> [CONSIGNE 1] Relevez dans le texte présenté ci-dessous toutes les phrases qui contiennent le sigle « IVG ».

> [TEXTE PRÉSENTÉ]
>>>

Non, la jurisprudence du Conseil constitutionnel ne protège pas positivement le droit à l’IVG. Oui, son inscription dans le marbre constitutionnel, bien plus dur à tailler que le calcaire de la loi, est une protection considérable accordée aux femmes. Beaucoup en rêvent à travers le monde ; on la pleure de l’autre côté de l’Atlantique.
Il est un truisme qu’il faut étrangement répéter, et vous avez raison, monsieur le ministre, de le faire : il est bien plus complexe de modifier le texte constitutionnel que la loi, a fortiori dans notre Ve République rationalisée, où l’exécutif tient le Parlement dans sa main. De l’autre côté des Alpes, malgré sa victoire d’une ampleur inédite, la coalition des fascistes et de la droite n’est pas en mesure de changer la Constitution. C’est un soulagement.
Comme M. le garde des sceaux l’a rappelé, ne prenons pas de risque ! Le funeste destin politique de nos voisins transalpins nous rappelle que si l’IVG n’est pas aujourd’hui menacée dans notre pays, il faut profiter de ce moment pour protéger ce droit avant qu’il ne soit trop tard. Pareille occasion ne se représentera pas de sitôt.
Comment inscrire le droit à l’IVG dans le corpus de droit et de valeurs qu’est notre Constitution ?

<<<

> [LIGNES À TRAITER]
>>>

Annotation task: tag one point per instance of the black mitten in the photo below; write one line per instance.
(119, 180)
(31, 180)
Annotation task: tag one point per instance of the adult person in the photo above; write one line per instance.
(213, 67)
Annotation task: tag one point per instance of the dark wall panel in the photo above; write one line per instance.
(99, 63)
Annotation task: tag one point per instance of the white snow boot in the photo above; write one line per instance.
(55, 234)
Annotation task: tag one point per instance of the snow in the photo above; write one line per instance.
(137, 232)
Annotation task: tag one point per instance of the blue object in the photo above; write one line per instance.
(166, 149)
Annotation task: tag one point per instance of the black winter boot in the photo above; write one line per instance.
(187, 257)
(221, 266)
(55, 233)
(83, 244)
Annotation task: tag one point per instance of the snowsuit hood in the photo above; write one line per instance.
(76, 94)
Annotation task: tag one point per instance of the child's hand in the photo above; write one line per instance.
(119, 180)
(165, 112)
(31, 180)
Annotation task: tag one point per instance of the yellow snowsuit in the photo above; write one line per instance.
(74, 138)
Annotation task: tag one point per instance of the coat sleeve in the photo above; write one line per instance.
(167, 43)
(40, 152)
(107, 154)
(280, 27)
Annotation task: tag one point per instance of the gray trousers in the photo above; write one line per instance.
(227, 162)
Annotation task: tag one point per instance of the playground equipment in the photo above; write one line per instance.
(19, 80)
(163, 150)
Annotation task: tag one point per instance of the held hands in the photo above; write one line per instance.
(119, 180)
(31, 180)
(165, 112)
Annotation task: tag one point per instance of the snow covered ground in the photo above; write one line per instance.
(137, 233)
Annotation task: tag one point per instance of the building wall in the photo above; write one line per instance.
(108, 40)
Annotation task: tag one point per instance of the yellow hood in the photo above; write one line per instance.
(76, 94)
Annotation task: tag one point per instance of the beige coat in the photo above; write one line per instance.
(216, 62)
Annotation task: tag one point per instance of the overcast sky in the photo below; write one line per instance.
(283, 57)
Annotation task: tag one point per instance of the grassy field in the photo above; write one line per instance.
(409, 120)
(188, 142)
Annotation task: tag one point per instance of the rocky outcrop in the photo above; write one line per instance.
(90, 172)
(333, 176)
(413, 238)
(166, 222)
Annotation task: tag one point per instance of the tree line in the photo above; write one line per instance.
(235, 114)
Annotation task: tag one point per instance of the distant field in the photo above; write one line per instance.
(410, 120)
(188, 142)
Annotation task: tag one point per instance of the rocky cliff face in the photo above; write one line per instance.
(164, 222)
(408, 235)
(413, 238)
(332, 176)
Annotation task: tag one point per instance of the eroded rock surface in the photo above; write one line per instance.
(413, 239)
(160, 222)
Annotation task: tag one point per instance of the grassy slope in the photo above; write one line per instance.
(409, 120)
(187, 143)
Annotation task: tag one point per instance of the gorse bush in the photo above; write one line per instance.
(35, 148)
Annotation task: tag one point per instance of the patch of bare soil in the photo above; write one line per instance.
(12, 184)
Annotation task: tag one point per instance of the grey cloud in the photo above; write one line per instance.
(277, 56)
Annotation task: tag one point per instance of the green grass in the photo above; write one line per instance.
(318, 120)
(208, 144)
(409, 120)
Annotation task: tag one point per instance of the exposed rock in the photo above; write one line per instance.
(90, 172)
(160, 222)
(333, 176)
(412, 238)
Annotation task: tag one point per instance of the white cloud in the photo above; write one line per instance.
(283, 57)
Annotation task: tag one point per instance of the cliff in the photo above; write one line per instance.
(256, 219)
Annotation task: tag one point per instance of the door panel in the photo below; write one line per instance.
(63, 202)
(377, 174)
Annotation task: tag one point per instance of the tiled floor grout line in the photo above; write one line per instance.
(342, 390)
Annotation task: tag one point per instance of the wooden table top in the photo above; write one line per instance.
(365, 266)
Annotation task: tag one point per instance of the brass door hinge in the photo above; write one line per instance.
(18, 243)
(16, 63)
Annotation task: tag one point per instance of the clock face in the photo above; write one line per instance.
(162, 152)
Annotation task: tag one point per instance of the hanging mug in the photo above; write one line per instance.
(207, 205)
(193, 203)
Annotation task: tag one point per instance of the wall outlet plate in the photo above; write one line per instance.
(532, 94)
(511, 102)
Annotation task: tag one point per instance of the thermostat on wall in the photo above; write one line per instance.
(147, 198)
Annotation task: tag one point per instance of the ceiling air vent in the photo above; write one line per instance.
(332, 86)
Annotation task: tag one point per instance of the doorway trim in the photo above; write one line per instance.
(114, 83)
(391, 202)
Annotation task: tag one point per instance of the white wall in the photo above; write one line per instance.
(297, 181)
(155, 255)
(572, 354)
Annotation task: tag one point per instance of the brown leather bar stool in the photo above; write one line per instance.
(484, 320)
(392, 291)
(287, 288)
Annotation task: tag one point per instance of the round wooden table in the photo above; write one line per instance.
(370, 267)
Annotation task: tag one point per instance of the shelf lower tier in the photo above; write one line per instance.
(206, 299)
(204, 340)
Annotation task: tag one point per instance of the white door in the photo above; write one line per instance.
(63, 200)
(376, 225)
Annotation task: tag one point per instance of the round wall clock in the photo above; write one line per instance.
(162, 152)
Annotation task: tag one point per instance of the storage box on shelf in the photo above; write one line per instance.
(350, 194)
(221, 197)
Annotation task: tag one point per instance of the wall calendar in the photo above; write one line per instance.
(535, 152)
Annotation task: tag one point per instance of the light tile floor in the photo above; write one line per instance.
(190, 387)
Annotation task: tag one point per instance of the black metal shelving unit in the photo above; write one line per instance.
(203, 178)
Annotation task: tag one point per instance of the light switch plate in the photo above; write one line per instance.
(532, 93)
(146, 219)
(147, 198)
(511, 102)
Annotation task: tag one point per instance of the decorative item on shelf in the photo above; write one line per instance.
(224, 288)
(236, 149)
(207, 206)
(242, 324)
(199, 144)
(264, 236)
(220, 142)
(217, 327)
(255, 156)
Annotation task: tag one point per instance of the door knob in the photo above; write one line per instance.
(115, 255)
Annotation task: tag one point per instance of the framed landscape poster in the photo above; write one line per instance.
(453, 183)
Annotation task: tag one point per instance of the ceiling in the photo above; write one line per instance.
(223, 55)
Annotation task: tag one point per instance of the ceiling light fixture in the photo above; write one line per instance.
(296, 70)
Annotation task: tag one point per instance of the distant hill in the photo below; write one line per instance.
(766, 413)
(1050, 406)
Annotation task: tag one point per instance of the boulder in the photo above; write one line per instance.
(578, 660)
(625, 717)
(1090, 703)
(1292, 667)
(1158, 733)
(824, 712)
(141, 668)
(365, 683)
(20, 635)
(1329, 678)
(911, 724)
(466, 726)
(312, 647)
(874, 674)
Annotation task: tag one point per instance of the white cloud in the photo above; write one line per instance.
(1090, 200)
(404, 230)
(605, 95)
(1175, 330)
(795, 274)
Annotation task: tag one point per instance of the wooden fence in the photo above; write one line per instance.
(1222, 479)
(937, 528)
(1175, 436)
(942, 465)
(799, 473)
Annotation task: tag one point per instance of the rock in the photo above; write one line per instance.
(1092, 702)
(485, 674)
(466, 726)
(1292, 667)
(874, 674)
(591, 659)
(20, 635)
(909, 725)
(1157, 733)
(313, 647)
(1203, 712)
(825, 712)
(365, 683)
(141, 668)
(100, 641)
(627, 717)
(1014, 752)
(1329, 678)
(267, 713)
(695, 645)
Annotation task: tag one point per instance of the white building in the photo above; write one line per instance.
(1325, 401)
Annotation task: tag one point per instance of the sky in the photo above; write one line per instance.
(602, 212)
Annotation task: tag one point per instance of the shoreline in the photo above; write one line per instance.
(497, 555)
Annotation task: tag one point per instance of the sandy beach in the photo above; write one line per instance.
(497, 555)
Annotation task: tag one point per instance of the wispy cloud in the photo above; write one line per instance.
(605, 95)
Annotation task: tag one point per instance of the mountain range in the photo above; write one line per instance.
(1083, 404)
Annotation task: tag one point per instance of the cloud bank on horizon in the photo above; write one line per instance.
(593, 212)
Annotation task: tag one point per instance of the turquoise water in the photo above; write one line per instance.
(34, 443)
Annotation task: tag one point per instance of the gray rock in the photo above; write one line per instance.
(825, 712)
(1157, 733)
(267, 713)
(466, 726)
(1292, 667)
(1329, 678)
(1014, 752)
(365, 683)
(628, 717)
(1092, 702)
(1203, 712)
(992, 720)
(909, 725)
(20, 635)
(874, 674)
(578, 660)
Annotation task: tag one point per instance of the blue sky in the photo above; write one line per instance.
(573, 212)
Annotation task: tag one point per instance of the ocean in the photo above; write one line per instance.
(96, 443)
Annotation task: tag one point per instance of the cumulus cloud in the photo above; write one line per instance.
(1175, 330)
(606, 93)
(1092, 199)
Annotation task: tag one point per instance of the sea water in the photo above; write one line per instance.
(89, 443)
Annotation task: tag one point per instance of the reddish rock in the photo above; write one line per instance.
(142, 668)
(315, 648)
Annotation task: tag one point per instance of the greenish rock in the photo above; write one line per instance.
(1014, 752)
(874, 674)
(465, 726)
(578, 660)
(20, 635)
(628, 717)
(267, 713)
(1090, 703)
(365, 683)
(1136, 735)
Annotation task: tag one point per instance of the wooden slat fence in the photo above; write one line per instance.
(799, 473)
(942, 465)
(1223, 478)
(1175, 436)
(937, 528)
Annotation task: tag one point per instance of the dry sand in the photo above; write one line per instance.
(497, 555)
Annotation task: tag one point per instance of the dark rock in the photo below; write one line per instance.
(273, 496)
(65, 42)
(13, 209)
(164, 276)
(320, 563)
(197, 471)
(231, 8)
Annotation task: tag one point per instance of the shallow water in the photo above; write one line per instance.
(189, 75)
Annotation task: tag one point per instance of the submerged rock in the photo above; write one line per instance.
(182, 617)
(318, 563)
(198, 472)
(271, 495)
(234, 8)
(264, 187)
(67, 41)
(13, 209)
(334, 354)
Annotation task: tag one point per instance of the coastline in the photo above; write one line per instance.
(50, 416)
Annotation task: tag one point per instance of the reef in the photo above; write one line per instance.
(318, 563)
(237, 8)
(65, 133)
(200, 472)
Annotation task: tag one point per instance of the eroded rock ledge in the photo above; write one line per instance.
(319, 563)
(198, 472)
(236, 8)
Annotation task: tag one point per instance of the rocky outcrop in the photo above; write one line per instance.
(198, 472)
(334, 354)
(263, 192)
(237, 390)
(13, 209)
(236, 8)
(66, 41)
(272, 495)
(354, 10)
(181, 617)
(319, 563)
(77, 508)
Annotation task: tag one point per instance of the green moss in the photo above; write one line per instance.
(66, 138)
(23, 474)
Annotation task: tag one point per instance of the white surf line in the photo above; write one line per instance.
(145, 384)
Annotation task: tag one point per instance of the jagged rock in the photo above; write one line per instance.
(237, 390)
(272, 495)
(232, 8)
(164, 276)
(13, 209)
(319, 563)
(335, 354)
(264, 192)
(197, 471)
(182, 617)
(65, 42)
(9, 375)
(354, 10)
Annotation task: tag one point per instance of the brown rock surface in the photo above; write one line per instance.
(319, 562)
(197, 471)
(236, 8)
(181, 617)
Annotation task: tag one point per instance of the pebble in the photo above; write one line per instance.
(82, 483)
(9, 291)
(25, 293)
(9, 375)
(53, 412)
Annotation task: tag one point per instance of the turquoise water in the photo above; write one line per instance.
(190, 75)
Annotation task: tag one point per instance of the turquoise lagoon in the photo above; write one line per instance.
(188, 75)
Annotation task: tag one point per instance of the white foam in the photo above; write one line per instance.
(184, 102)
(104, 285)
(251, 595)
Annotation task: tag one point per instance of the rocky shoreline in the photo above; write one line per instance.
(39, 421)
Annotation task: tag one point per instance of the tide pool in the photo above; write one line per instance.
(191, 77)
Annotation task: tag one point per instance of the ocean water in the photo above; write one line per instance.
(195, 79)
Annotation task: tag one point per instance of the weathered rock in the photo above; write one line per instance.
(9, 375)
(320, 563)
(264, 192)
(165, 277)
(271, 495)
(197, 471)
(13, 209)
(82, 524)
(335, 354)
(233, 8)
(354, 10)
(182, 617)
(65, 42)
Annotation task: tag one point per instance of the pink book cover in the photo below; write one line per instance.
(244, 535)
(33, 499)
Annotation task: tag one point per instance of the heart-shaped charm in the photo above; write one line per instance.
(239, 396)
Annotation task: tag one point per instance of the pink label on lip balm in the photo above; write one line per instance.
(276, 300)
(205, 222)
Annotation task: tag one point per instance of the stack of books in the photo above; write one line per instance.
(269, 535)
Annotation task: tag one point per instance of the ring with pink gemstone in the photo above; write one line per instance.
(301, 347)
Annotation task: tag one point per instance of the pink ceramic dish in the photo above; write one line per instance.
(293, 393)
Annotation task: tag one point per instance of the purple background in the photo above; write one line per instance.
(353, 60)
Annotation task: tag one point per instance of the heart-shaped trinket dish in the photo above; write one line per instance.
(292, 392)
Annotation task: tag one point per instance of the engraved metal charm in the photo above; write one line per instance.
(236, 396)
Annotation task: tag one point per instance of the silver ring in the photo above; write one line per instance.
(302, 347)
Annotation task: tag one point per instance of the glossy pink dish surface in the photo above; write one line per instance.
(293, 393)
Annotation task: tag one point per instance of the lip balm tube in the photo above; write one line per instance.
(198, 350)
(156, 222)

<<<

> [CONSIGNE 2] Affichez toutes les lignes ci-dessus qui contiennent la chaîne « plate », en tenant compte de la casse.

> [CORRIGÉ 1]
- Non, la jurisprudence du Conseil constitutionnel ne protège pas positivement le droit à l’IVG.
- Le funeste destin politique de nos voisins transalpins nous rappelle que si l’IVG n’est pas aujourd’hui menacée dans notre pays, il faut profiter de ce moment pour protéger ce droit avant qu’il ne soit trop tard.
- Comment inscrire le droit à l’IVG dans le corpus de droit et de valeurs qu’est notre Constitution ?

> [CORRIGÉ 2]
Annotation task: tag one point per instance of the wall outlet plate in the photo above; write one line per instance.
Annotation task: tag one point per instance of the light switch plate in the photo above; write one line per instance.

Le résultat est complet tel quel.